* **Excerpt to read**:

^^^^^^^^

Gwam Rajiah looks at the issues confronting neurophysiology departments around the UK
Neurophysiology – the conduction of nerves in the human body – is an essential but often overlooked sector of the healthcare industry. As such, waiting times, patient service and overall pricing are usually outside the parameters set by the Department of Health.
Having worked in the NHS for over 33 years, which culminated in a senior role at Royal Preston Hospital where I was responsible for renal, plastics and neurosciences, these issues confronted me and my colleagues around the country on a daily basis.
Now I sit looking from the outside in, where I continue to talk to hospitals around the country, it has given me a clear insight into public versus private delivery of this vital area.
In non-essential cases, the patient process from initial referral to a consultant clinical neurophysiologist to the delivery of the results can be a long and winding road.
In my experience, the majority of neurophysiology departments aim to work within the 18 week target with the overall plan to cut the length of the process to nine weeks through extra clinics and the purchase of new equipment.
The reason for the delays and the need for extra expenditure is not due to mismanagement, but many departments do not have the resources due to logistical, financial and sometimes personal reasons, to cope with the tests by the referring doctors and direct GP referrals.
Having seen over 4,000 patients in 2009 on behalf of some of the country’s leading healthcare establishments, I have proof of two year waiting times for the EMG test alone.
The neurophysiology waiting game
Average waiting times for patients
- Initial appointment with a consultant: 6 weeks
- Wait for nerve conduction studies test: 4 weeks
- Second appointment with a consultant: 6 weeks
- Total: 16 weeks
Due to the elongated nature of the process, the true cost of a neurophysiology test starts to become a major issue. The price of the consultant clinical neurophysiologist, the test, the clinical physiologist, the equipment and the room can add-up to a sizeable figure.
This complex sector of the healthcare industry is still awaiting NHS tariffs to show true cost, and I will use this platform to again call for these to be introduced sooner rather than later. It is only at this point that healthcare institutions will fully realise the scale of the problem and reduce costs.
Heads of departments all around the country know that something must be done, but many find their hands tied when they wish to streamline the process. Add to this that some are unaware that there are alternatives options in the marketplace, and as such the problem is never addressed.
Many hospitals are reticent to use private firms for complex procedures as they expect exorbitant costs and question the quality of the service. This is largely a misconception.
Over the past year, we have undertaken work for Nottingham University Hospitals Trust, Wrightington Wigan & Leigh foundation trust and Oxford Radcliffe Hospitals trust, to name but a few.
This is only a very quick overview of a complex sector, but one I sincerely hope will start debate on the delivery of neurophysiology in the UK. There are numerous problems to be overcome in hospitals, and when they are I will happily close my business and move on.
During the interim period, this item must be raised up the agenda quickly, and over the coming years I will be lobbying the Department of Health to raise all these issues in far greater depth. Should people wish to join me on this endeavour, I will welcome their support and knowledge.
I also urge hospitals to look at alternatives in complex areas and to undertake their company research properly to ensure the quality of service and competitive pricing. Not only can the right business help reduce waiting times, they can ultimately become a leading example of service delivery.
Gwam Rajiah is managing director of Bespoke Healthcare.

^^^^^^^^

* **Information given**:
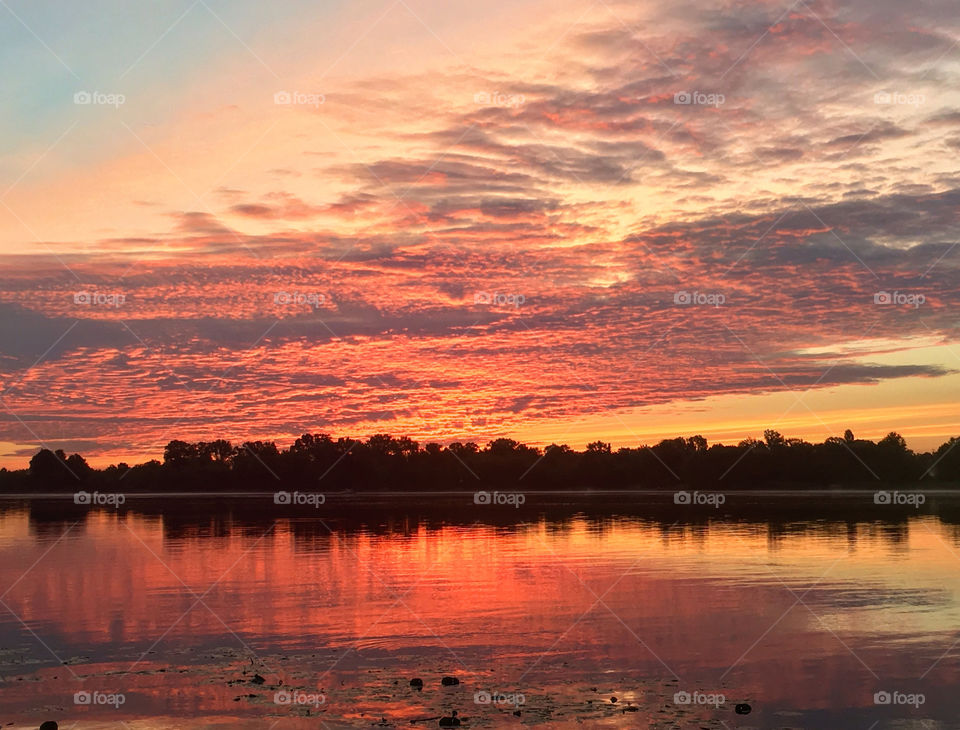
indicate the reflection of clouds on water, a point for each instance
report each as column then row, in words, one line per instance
column 511, row 607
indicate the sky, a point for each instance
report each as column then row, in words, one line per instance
column 554, row 221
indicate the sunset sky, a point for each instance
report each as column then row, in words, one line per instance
column 555, row 221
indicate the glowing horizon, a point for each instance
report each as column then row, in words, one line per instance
column 535, row 220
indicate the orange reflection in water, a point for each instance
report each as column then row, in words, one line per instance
column 807, row 618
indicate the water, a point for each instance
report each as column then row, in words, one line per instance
column 558, row 608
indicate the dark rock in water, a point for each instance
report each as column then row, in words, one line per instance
column 452, row 720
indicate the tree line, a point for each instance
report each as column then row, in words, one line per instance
column 383, row 462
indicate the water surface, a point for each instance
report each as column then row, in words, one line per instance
column 559, row 609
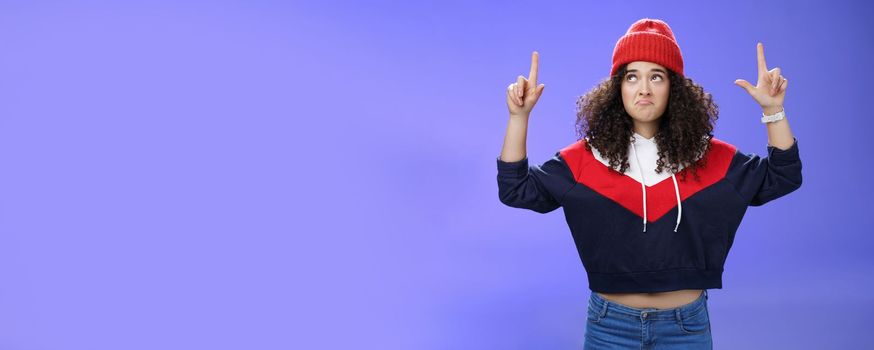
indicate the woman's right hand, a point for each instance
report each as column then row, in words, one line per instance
column 524, row 93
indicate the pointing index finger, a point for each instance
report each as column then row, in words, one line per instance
column 532, row 76
column 760, row 50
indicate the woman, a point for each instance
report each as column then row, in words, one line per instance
column 652, row 199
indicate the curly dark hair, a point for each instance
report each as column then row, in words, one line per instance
column 685, row 128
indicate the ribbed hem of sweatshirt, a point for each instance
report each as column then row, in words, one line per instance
column 784, row 157
column 513, row 169
column 644, row 282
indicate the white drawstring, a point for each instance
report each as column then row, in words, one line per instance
column 642, row 183
column 643, row 189
column 679, row 205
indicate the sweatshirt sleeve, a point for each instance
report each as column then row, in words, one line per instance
column 538, row 187
column 763, row 179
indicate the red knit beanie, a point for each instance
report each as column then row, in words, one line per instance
column 648, row 40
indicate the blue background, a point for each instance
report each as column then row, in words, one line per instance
column 321, row 175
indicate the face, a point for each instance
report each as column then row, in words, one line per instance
column 645, row 90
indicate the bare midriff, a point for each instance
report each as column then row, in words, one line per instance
column 661, row 300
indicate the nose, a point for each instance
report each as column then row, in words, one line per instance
column 645, row 90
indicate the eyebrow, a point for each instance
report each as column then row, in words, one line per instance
column 651, row 70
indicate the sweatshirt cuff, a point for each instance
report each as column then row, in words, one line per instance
column 514, row 169
column 784, row 157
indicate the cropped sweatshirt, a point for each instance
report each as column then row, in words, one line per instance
column 642, row 231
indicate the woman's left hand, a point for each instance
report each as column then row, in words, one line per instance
column 771, row 87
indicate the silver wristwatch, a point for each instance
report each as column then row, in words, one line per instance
column 773, row 117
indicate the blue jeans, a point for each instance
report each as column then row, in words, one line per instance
column 610, row 325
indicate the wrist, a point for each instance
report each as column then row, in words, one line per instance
column 769, row 110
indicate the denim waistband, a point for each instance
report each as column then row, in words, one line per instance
column 601, row 305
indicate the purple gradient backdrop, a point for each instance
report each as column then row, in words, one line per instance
column 275, row 175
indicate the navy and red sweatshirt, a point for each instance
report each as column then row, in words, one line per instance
column 642, row 231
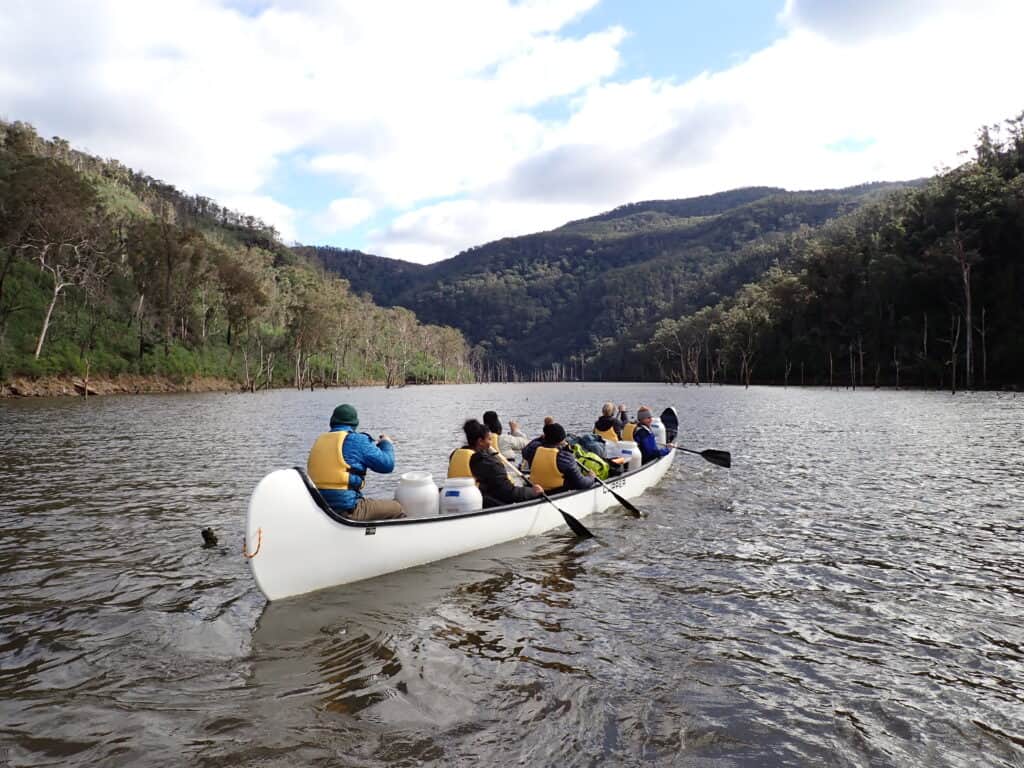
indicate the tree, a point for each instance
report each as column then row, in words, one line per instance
column 51, row 215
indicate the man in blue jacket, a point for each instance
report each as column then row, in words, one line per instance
column 643, row 435
column 338, row 464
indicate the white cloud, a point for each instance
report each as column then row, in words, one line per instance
column 395, row 105
column 280, row 216
column 439, row 230
column 346, row 213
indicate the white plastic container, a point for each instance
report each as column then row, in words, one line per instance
column 658, row 429
column 417, row 494
column 460, row 495
column 631, row 453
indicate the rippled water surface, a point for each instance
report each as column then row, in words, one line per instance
column 850, row 593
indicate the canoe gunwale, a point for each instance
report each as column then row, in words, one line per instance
column 339, row 517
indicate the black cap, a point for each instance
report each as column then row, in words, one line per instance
column 554, row 433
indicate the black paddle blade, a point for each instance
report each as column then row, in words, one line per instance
column 721, row 458
column 671, row 421
column 578, row 527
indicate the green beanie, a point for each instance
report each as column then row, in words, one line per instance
column 344, row 415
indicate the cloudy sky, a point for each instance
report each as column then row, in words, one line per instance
column 417, row 129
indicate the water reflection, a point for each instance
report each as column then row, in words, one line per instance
column 850, row 593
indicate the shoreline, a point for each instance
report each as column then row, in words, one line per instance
column 96, row 386
column 99, row 386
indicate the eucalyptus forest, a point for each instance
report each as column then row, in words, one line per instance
column 104, row 270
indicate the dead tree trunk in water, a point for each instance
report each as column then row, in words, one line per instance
column 984, row 351
column 965, row 265
column 954, row 323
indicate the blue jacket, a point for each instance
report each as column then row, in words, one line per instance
column 360, row 454
column 645, row 440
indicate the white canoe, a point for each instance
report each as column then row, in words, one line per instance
column 296, row 544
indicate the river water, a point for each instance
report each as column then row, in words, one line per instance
column 850, row 593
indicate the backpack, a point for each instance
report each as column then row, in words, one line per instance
column 590, row 460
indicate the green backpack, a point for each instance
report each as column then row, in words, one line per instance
column 591, row 461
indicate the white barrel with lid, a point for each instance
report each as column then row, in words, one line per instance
column 460, row 495
column 659, row 432
column 631, row 453
column 417, row 494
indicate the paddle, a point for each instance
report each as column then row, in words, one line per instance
column 578, row 527
column 671, row 421
column 721, row 458
column 622, row 500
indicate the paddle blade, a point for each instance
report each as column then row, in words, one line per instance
column 721, row 458
column 578, row 527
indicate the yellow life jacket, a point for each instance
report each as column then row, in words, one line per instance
column 459, row 463
column 544, row 469
column 327, row 466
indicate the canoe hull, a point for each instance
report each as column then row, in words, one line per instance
column 295, row 546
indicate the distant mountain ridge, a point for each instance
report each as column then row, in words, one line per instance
column 545, row 298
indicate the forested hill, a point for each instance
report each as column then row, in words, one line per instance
column 571, row 295
column 107, row 271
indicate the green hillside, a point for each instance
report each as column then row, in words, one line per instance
column 107, row 271
column 571, row 294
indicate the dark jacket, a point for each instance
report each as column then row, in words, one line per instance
column 606, row 422
column 647, row 443
column 492, row 476
column 566, row 463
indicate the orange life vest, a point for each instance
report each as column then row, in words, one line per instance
column 544, row 469
column 459, row 463
column 327, row 466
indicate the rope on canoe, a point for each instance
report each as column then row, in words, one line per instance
column 259, row 543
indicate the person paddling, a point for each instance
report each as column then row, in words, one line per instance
column 643, row 435
column 338, row 464
column 552, row 465
column 491, row 471
column 607, row 426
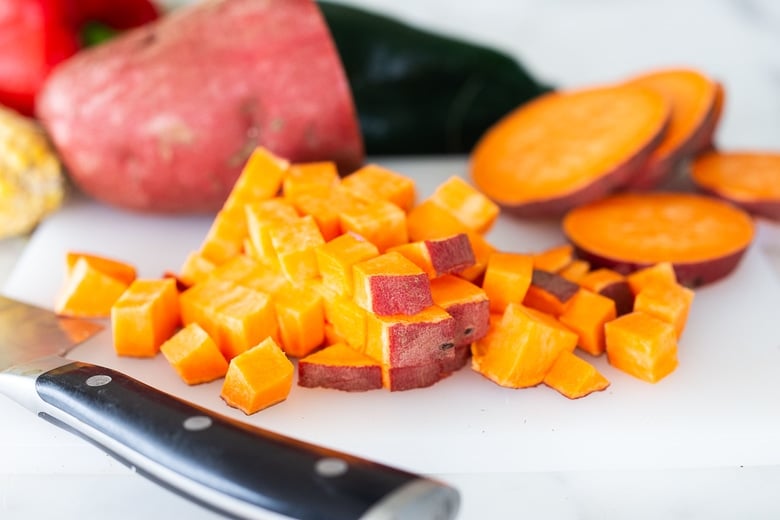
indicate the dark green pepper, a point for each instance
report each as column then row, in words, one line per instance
column 417, row 92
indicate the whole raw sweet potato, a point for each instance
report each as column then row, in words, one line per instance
column 163, row 117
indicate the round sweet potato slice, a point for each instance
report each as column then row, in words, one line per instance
column 750, row 180
column 702, row 237
column 569, row 148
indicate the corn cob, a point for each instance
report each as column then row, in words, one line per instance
column 31, row 179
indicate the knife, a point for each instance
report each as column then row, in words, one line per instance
column 233, row 468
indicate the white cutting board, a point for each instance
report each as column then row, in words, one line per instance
column 721, row 407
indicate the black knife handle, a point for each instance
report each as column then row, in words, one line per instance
column 238, row 469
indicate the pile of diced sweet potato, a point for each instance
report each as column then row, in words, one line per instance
column 368, row 288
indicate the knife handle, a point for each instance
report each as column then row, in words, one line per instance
column 234, row 468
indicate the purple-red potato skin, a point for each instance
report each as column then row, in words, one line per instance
column 694, row 274
column 450, row 254
column 401, row 341
column 163, row 117
column 345, row 378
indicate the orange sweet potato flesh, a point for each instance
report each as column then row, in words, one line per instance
column 258, row 378
column 694, row 97
column 194, row 355
column 574, row 377
column 340, row 367
column 642, row 345
column 568, row 148
column 703, row 238
column 748, row 179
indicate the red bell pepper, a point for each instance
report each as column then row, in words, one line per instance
column 35, row 35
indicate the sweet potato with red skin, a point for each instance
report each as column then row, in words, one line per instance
column 748, row 179
column 568, row 148
column 339, row 367
column 703, row 238
column 694, row 98
column 163, row 117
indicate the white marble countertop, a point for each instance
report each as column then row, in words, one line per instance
column 568, row 43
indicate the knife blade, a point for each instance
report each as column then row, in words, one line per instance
column 231, row 467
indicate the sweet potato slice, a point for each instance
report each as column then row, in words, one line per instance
column 641, row 345
column 340, row 367
column 703, row 238
column 750, row 180
column 145, row 316
column 88, row 292
column 258, row 378
column 568, row 148
column 194, row 355
column 574, row 377
column 522, row 347
column 693, row 97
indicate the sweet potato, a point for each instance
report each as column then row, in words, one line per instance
column 694, row 98
column 750, row 180
column 703, row 238
column 163, row 117
column 568, row 148
column 340, row 367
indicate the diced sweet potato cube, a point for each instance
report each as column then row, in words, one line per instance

^^^^^^^^

* **Exercises to complete**:
(1) List every item whose price, according to the neurophysiology article, adds up to the cost of a neurophysiology test.
(2) Copy out everything in the neurophysiology article from "Heads of departments" down to "is never addressed.", replacing "marketplace" with "private sector".

* **Answers for this exercise**:
(1) The consultant clinical neurophysiologist, the test, the clinical physiologist, the equipment and the room.

(2)
Heads of departments all around the country know that something must be done, but many find their hands tied when they wish to streamline the process. Add to this that some are unaware that there are alternatives options in the private sector, and as such the problem is never addressed.